• _EXERCISE INSTRUCTIONS_
Please restate each entry below, word for word.

• _AVAILABLE DATA_
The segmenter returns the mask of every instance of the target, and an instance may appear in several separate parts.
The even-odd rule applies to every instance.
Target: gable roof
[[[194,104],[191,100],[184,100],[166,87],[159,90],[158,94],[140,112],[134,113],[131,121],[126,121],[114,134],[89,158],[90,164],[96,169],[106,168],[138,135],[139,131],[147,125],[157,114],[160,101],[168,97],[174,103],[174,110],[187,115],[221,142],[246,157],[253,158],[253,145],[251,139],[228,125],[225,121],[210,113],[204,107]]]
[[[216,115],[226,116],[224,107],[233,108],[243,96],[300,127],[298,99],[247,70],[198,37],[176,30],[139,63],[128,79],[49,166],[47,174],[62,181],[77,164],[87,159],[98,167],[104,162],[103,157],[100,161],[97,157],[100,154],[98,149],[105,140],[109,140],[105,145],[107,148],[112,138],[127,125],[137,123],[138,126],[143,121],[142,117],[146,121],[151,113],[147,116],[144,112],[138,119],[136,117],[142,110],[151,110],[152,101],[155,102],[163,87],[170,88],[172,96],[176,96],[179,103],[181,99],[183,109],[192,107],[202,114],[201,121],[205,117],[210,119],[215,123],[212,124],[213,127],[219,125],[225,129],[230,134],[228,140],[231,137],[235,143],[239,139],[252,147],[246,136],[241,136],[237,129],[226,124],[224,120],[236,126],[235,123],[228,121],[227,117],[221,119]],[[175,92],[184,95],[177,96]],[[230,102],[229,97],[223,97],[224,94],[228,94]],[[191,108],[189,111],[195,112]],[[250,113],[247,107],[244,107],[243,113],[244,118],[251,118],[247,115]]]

• _TASK RESULT_
The segmenter returns the mask of every instance of the target, and an instance may appear in several separate parts.
The even-odd rule applies to every instance.
Target: gable roof
[[[194,104],[191,100],[184,100],[166,87],[159,90],[158,94],[140,112],[134,113],[131,121],[126,121],[114,134],[89,158],[90,164],[96,169],[106,168],[138,135],[139,131],[147,125],[157,114],[160,101],[168,97],[174,103],[174,110],[187,115],[221,142],[246,157],[253,158],[253,145],[251,139],[228,125],[225,121],[210,113],[204,107]]]
[[[216,115],[226,116],[224,107],[233,108],[243,96],[300,127],[298,99],[247,70],[198,37],[176,30],[139,63],[128,79],[49,166],[47,174],[62,181],[77,164],[87,159],[98,167],[104,162],[103,157],[100,161],[97,157],[100,154],[98,149],[105,140],[109,140],[105,145],[107,148],[112,138],[127,125],[137,123],[138,126],[143,121],[142,117],[146,121],[151,113],[147,116],[144,112],[138,119],[136,117],[142,110],[151,110],[152,101],[155,102],[163,87],[170,88],[172,96],[176,96],[179,103],[181,99],[183,109],[192,107],[202,114],[201,121],[205,117],[210,119],[215,123],[212,124],[213,127],[219,125],[225,129],[230,134],[228,140],[231,137],[235,143],[239,139],[252,147],[246,136],[241,136],[237,129],[226,124],[224,120],[236,126],[235,123],[228,121],[227,117],[221,119]],[[175,92],[184,95],[177,96]],[[230,102],[229,97],[223,97],[224,94],[228,94]],[[191,108],[189,111],[195,112]],[[250,113],[247,107],[244,107],[243,113],[244,118],[251,118],[247,115]]]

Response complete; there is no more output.